Votre plus grand ennemi, c’est vous-même ! Quand l’adversaire copie vos faits et gestes pour mieux vous éliminer, vous commencez à mesurer la moindre de vos actions pour ne pas vous mettre en danger. Tel est le concept autour duquel gravite ECHO, un titre fruit du travail d’une toute petite équipe de huit personnes, pour la plupart d’anciens développeurs issus de la saga Hitman. Regroupés sous la bannière du studio Ultra Ultra, ils nous proposent un mélange original d’action, et d’infiltration sur fond de science-fiction dans un palais au décor atypique.
Un immense palais où votre pire ennemi sera...vous-même.
Le joueur incarne En, une voyageuse spatiale en stase depuis plus de cent ans qui se réveille alors que son vaisseau approche de sa destination, une mystérieuse planète glacée dont les profondeurs abritent un palais aussi luxueux que mortel ou toute vie semble s’être éteinte depuis fort longtemps. L'héroïne entreprendra en ces lieux un énigmatique périple dans l’espoir de trouver un moyen de ressusciter son amour dont l’esprit demeure à l’intérieur du cube rouge qu’elle portera dans son dos durant l’aventure. Ce qu’elle va croiser au cours de son périple sera son plus grand ennemi : elle-même. En n’a pour seule compagnie que la voix un brin satirique de London, une intelligence artificielle avec qui elle échangera de long discours sur la création, une étrange forme de religion et sur les spécificités de cet étrange endroit qui souhaite notre mort.

• _CONSIGNES_:
(a) Recopiez tel quel le passage du texte sur ECHO compris entre « Le joueur incarne » et « souhaite notre mort. », ces deux bouts inclus.
(b) Présentez en liste JSON de chaînes les lignes des entrées, depuis la toute première jusqu'à celle qui contient « pixel 760 140 », incluse. Mettez une chaîne par ligne et laissez de côté les lignes vides.

Entrées d'un jeu de données de pointage:
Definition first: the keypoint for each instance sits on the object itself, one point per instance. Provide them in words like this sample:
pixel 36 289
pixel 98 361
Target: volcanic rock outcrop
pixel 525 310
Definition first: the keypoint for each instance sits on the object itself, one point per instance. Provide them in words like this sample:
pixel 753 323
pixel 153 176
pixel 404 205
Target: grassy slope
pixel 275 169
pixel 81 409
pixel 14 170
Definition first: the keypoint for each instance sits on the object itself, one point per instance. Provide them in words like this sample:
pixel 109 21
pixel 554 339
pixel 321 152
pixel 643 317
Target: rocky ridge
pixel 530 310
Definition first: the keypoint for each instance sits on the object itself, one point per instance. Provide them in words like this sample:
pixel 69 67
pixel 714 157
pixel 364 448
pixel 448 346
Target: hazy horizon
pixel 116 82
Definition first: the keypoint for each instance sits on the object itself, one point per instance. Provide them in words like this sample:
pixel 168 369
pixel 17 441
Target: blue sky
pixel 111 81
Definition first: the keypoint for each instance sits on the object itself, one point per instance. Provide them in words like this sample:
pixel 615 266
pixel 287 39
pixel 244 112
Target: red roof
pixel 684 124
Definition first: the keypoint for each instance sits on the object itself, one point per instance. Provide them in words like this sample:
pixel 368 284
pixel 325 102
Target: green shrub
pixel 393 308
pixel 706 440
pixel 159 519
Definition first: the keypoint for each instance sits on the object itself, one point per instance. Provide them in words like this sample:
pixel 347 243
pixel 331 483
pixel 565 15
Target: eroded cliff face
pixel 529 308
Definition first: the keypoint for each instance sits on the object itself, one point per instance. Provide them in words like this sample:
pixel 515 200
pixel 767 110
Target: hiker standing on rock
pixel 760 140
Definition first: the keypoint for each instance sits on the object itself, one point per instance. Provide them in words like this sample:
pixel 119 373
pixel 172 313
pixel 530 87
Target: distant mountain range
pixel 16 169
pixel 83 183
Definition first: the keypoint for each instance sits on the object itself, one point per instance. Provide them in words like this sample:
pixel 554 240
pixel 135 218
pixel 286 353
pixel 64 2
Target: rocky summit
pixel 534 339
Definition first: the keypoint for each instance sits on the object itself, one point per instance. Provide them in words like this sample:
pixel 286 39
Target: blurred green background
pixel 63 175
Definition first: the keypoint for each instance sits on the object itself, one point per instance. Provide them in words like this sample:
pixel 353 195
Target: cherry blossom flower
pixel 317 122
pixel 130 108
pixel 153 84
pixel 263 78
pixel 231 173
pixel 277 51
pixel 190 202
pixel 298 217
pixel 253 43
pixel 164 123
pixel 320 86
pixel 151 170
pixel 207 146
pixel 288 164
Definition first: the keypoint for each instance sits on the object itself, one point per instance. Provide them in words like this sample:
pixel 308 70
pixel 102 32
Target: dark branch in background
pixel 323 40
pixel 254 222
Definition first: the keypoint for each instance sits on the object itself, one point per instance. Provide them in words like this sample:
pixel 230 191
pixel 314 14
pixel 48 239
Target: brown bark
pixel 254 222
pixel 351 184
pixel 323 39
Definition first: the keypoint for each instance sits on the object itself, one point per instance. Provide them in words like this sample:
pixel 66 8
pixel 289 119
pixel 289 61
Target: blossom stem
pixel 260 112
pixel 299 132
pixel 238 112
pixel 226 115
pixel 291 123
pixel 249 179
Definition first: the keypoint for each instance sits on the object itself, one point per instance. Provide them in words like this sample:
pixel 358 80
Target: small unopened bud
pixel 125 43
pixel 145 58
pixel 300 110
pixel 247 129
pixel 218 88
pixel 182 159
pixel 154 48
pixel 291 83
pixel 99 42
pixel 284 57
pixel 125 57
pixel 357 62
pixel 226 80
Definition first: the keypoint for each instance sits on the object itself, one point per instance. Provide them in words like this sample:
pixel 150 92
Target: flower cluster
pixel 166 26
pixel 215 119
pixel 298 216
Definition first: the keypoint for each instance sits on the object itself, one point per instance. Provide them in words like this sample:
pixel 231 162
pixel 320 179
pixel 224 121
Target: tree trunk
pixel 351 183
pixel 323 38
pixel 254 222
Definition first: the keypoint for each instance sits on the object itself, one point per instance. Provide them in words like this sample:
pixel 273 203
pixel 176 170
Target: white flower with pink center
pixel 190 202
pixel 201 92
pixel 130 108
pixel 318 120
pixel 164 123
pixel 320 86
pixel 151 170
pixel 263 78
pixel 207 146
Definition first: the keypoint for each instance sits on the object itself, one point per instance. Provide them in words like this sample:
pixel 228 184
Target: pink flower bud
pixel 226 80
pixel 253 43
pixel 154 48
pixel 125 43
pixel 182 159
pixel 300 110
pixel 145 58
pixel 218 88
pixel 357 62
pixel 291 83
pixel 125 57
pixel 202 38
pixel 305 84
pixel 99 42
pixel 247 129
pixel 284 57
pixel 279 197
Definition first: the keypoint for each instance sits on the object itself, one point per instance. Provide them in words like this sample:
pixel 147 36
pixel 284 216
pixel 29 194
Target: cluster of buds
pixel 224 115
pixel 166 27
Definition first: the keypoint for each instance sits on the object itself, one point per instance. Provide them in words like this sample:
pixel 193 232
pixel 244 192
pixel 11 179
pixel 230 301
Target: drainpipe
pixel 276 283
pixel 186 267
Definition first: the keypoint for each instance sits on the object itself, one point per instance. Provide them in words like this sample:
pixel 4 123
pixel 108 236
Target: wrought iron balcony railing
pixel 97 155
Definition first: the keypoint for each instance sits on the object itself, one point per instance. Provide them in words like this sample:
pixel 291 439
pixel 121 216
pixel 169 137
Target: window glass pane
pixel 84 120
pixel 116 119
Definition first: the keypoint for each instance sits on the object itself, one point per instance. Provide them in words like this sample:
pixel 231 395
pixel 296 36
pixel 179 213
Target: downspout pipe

• _CORRIGÉ_:
(a)
Le joueur incarne En, une voyageuse spatiale en stase depuis plus de cent ans qui se réveille alors que son vaisseau approche de sa destination, une mystérieuse planète glacée dont les profondeurs abritent un palais aussi luxueux que mortel ou toute vie semble s’être éteinte depuis fort longtemps. L'héroïne entreprendra en ces lieux un énigmatique périple dans l’espoir de trouver un moyen de ressusciter son amour dont l’esprit demeure à l’intérieur du cube rouge qu’elle portera dans son dos durant l’aventure. Ce qu’elle va croiser au cours de son périple sera son plus grand ennemi : elle-même. En n’a pour seule compagnie que la voix un brin satirique de London, une intelligence artificielle avec qui elle échangera de long discours sur la création, une étrange forme de religion et sur les spécificités de cet étrange endroit qui souhaite notre mort.

(b)
[
  "Definition first: the keypoint for each instance sits on the object itself, one point per instance. Provide them in words like this sample:",
  "pixel 36 289",
  "pixel 98 361",
  "Target: volcanic rock outcrop",
  "pixel 525 310",
  "Definition first: the keypoint for each instance sits on the object itself, one point per instance. Provide them in words like this sample:",
  "pixel 753 323",
  "pixel 153 176",
  "pixel 404 205",
  "Target: grassy slope",
  "pixel 275 169",
  "pixel 81 409",
  "pixel 14 170",
  "Definition first: the keypoint for each instance sits on the object itself, one point per instance. Provide them in words like this sample:",
  "pixel 109 21",
  "pixel 554 339",
  "pixel 321 152",
  "pixel 643 317",
  "Target: rocky ridge",
  "pixel 530 310",
  "Definition first: the keypoint for each instance sits on the object itself, one point per instance. Provide them in words like this sample:",
  "pixel 69 67",
  "pixel 714 157",
  "pixel 364 448",
  "pixel 448 346",
  "Target: hazy horizon",
  "pixel 116 82",
  "Definition first: the keypoint for each instance sits on the object itself, one point per instance. Provide them in words like this sample:",
  "pixel 168 369",
  "pixel 17 441",
  "Target: blue sky",
  "pixel 111 81",
  "Definition first: the keypoint for each instance sits on the object itself, one point per instance. Provide them in words like this sample:",
  "pixel 615 266",
  "pixel 287 39",
  "pixel 244 112",
  "Target: red roof",
  "pixel 684 124",
  "Definition first: the keypoint for each instance sits on the object itself, one point per instance. Provide them in words like this sample:",
  "pixel 368 284",
  "pixel 325 102",
  "Target: green shrub",
  "pixel 393 308",
  "pixel 706 440",
  "pixel 159 519",
  "Definition first: the keypoint for each instance sits on the object itself, one point per instance. Provide them in words like this sample:",
  "pixel 347 243",
  "pixel 331 483",
  "pixel 565 15",
  "Target: eroded cliff face",
  "pixel 529 308",
  "Definition first: the keypoint for each instance sits on the object itself, one point per instance. Provide them in words like this sample:",
  "pixel 515 200",
  "pixel 767 110",
  "Target: hiker standing on rock",
  "pixel 760 140"
]